_MATERIAL FOR THIS EXERCISE_.
○ ○ ○ ○ ○ ○ ○

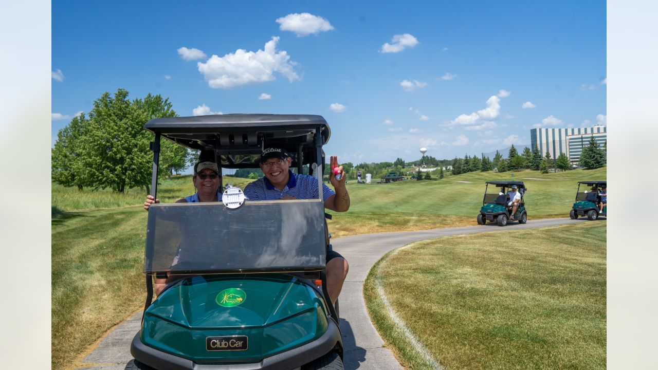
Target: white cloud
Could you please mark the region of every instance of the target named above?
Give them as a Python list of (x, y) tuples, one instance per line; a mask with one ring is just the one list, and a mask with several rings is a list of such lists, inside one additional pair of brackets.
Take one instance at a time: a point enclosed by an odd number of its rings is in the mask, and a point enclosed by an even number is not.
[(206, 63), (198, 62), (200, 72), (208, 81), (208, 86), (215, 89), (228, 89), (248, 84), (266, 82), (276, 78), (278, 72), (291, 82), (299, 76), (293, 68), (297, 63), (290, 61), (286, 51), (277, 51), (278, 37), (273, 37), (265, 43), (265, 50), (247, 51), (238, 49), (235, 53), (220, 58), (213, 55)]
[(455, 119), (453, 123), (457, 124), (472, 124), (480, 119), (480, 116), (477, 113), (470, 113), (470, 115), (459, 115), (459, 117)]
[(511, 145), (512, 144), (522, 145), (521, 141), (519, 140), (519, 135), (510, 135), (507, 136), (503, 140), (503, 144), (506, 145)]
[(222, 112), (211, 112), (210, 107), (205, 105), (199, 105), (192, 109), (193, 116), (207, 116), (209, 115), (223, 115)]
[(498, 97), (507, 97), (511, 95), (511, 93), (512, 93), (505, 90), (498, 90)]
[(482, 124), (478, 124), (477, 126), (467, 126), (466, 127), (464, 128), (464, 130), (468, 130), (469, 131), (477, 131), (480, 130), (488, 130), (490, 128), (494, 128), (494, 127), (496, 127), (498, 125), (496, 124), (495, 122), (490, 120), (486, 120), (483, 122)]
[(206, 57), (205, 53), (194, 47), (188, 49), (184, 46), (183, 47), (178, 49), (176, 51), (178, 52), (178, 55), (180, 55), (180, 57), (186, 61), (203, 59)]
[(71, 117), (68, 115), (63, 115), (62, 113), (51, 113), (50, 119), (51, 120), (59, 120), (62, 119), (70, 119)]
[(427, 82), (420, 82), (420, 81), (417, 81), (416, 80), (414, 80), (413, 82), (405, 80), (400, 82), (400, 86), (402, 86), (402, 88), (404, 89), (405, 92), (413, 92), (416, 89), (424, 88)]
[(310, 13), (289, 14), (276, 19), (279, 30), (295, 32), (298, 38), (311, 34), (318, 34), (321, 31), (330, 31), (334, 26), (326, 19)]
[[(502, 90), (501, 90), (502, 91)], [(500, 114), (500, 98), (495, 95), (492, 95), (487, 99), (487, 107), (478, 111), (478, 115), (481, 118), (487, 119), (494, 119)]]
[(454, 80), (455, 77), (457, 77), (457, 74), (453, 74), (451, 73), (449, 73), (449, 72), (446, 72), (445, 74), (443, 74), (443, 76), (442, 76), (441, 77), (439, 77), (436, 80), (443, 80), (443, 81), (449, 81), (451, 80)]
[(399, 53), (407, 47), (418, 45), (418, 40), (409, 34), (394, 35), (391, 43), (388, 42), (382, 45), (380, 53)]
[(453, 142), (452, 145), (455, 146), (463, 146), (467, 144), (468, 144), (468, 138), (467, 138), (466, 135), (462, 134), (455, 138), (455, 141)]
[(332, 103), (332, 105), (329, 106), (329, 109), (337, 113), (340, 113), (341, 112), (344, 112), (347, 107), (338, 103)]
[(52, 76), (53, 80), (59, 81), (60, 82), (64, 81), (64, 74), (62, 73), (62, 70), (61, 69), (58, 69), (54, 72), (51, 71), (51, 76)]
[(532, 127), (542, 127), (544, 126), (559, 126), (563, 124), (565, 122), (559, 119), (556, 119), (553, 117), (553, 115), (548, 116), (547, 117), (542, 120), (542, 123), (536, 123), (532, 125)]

○ ○ ○ ○ ○ ○ ○

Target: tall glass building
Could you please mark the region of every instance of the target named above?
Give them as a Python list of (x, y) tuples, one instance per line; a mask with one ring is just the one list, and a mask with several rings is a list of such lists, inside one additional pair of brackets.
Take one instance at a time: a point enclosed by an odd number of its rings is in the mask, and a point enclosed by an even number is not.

○ ○ ○ ○ ○ ○ ○

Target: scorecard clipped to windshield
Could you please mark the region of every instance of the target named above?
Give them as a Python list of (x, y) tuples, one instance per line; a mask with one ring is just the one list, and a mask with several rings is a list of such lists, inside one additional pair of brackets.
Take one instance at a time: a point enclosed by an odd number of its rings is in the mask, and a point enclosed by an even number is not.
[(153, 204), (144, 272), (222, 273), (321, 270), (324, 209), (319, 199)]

○ ○ ○ ○ ○ ○ ○

_WHAT IS BEING ASKED_. Rescale the records by reproducing every line from the one that has "Target: white cloud" through the one that has "89), (424, 88)]", both included, with requests kept as they are and only the x and y coordinates in the outlines multiplied by 1.3 and rounded to whole numbers, halves up. Output those lines alone.

_FULL RESPONSE_.
Target: white cloud
Could you please mark the region of every instance of the target named above?
Give them as a Python list of (x, y) tuples, one instance per line; a mask with one ring is just the one list, and a mask with several rings is a list of such lists, inside one additional pair of brackets.
Take one instance at a time: a point enclosed by an odd number of its rings is in the mask, and a point enclosed by an even number is not.
[(268, 82), (257, 81), (260, 94), (270, 105), (270, 112), (280, 116), (296, 116), (322, 109), (346, 107), (359, 101), (361, 94), (378, 107), (389, 99), (381, 88), (386, 82), (377, 79), (372, 66), (360, 66), (361, 48), (355, 48), (345, 56), (345, 65), (321, 66), (309, 64), (306, 69), (286, 75), (277, 72)]
[(592, 155), (589, 160), (594, 161), (614, 161), (624, 155), (624, 151), (620, 147), (611, 147), (611, 150), (597, 150), (597, 152)]
[(664, 189), (666, 187), (679, 189), (677, 183), (675, 182), (675, 176), (663, 176), (659, 177), (654, 182), (654, 187), (658, 189)]
[(289, 146), (274, 146), (273, 139), (267, 137), (259, 137), (250, 142), (251, 151), (269, 151), (272, 150), (290, 150)]
[(647, 126), (659, 126), (664, 124), (664, 121), (666, 121), (657, 117), (647, 117)]
[(627, 161), (621, 161), (620, 164), (607, 164), (606, 165), (603, 166), (603, 169), (608, 169), (610, 170), (620, 170), (624, 169), (634, 169), (637, 166), (642, 166), (642, 165), (645, 165), (647, 163), (645, 161), (644, 159), (637, 156), (632, 156), (628, 159)]
[(268, 74), (267, 69), (252, 61), (244, 64), (239, 60), (238, 61), (231, 64), (229, 66), (231, 68), (231, 72), (234, 72), (234, 74), (242, 79), (264, 77)]
[(92, 152), (88, 150), (82, 150), (81, 147), (66, 147), (65, 155), (66, 156), (77, 156), (81, 155), (91, 155)]
[(555, 107), (546, 107), (546, 105), (542, 105), (541, 104), (538, 104), (537, 107), (527, 104), (520, 107), (520, 112), (523, 112), (523, 114), (525, 116), (527, 120), (537, 120), (541, 116), (551, 114)]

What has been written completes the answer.